What to do
For each statement below, say yes or no according to the passage on Moshe Halbertal, and quote the words of the passage that decide it: (a) Halbertal earned his Ph.D. at Harvard University; (b) Halbertal wrote Idolatry together with Avishai Margalit; (c) the writer of the passage is an academic.

── Document passage ──

Moshe Halbertal is a professor of Jewish thought and philosophy at Hebrew University and a fellow at the Shalom Hartman Institute. He received his Ph.D. from Hebrew University in 1989, and from 1988-92 he was a fellow at the Society of Fellows at Harvard University. Moshe Halbertal has also served as a visiting professor at Harvard Law School, and at the University of Pennsylvania Law School. He is David Hartman's son-in-law.
He is the author of the books Idolatry (co-authored with Avishai Margalit), and People of the Book: Canon, Meaning, and Authority, both published by Harvard University Press. He has also authored two books, Interpretative Revolutions in the Making, and Between Torah and Wisdom: R Menachem ha-Meiri and The Maimonidean Halakhists in Provence, both published in Hebrew by Magnes Press. His last book published in Hebrew is Concealment and Revelation: The Secret and its Boundaries in Medieval Jewish Thought (Yeriot, 2001). His most recent work is Concealment and Revelation: Esotericism in Jewish Thought and its Philosophical Implications.
Halbertal's work is always interesting and thought provoking. He has the ability to use concepts and categories of modern philosophy, sociology, anthropology and religious studies to classify Talmudic disagreements, explain various positions in the rishonim and like a seasoned lamdan give and take within the sygyos and around them. It is almost like a new genre of learning, let's call it "academic-talmudic fusion"; many attempt it but few do it well.
Dr. Halbertal's books are chock-full of insights. Some are more speculative than others bit each book contains some revelation (no pun intended), some explanation that elucidates obscure and complex questions and gladdens the heart. They are more a collection of related ideas than a single well-developed argument, but in each there are gems. Marring his books is a tendency to end each one with an involved discussion of modern philosophical issues in the light of what was related of the Jewish tradition rather than the opposite, but this is, perhaps, a flaw which is in the eyes of the beholder. I am naturally more interested in the Jewish angle and not in how it related to modern fields of inquiry than vice versa - but the, again, I am not an academic, who needs to swim in those waters, like Professor Halbertal.

───
── Dataset content ──

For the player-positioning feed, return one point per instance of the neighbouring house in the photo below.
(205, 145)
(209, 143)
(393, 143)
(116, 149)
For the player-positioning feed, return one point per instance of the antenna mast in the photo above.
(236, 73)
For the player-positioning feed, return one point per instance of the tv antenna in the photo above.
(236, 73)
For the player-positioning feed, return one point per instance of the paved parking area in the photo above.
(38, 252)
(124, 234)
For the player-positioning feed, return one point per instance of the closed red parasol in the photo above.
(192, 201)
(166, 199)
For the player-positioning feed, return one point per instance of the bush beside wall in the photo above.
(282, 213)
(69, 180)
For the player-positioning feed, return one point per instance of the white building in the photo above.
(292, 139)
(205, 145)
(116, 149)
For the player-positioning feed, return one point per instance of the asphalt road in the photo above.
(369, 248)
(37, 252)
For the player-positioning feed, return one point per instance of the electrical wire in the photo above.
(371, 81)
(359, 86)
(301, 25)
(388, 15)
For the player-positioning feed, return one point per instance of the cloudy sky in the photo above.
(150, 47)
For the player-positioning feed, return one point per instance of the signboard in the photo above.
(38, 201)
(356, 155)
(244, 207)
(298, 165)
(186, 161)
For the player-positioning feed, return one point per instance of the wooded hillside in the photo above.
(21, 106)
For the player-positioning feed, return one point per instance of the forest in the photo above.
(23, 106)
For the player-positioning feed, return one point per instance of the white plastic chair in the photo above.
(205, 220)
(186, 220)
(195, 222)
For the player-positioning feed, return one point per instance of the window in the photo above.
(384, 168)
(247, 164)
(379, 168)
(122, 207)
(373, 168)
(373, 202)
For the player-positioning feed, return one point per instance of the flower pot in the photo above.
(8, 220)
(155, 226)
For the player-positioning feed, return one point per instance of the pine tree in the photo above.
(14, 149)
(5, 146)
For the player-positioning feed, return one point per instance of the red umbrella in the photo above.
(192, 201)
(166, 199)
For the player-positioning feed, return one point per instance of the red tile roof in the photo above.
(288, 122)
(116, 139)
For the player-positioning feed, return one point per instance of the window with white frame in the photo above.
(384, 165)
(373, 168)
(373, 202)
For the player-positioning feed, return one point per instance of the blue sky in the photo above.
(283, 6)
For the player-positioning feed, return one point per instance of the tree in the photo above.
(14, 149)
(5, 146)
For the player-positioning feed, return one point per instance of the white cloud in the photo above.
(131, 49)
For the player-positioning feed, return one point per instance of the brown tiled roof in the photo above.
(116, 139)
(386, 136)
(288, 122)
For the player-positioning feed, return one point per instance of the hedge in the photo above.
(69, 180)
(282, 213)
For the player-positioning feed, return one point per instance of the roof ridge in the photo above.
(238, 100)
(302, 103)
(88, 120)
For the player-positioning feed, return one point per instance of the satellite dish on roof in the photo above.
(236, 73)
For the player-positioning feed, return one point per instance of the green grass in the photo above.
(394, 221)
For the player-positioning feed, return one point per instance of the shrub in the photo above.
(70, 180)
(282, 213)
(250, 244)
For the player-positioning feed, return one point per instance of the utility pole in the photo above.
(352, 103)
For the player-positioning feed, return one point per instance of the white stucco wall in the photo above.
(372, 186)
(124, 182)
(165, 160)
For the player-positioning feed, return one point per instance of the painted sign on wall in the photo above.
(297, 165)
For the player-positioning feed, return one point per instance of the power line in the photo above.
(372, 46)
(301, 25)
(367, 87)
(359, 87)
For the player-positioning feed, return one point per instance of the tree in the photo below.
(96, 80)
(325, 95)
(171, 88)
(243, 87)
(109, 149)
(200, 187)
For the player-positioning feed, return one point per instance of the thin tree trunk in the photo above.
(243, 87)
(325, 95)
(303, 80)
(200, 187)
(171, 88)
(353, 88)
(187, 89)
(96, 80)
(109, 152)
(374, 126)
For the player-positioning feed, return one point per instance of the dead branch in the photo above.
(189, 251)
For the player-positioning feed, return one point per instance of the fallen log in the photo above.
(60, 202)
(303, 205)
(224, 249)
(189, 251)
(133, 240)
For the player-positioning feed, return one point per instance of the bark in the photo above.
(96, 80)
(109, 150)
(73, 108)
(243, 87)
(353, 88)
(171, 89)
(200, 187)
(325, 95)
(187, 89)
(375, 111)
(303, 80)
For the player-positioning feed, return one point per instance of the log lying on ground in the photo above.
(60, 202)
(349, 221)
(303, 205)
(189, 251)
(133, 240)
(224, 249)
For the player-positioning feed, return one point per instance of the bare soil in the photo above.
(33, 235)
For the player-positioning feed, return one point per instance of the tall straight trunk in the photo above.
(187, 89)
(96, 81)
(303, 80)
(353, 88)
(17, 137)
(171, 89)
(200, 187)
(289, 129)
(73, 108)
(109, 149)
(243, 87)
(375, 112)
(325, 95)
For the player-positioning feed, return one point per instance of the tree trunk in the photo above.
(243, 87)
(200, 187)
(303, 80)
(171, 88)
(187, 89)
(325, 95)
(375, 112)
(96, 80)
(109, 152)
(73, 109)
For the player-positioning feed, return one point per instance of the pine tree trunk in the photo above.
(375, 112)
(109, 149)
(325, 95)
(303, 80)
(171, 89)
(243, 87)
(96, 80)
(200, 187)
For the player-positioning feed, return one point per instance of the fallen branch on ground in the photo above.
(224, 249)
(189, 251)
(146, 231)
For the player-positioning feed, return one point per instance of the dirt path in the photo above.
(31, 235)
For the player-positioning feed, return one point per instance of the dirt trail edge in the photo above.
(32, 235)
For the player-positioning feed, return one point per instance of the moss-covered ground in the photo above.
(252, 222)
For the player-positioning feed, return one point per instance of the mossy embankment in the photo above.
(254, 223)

───

Reply to the exercise
(a) No: "He received his Ph.D. from Hebrew University in 1989"
(b) Yes: "Idolatry (co-authored with Avishai Margalit)"
(c) No: "I am not an academic"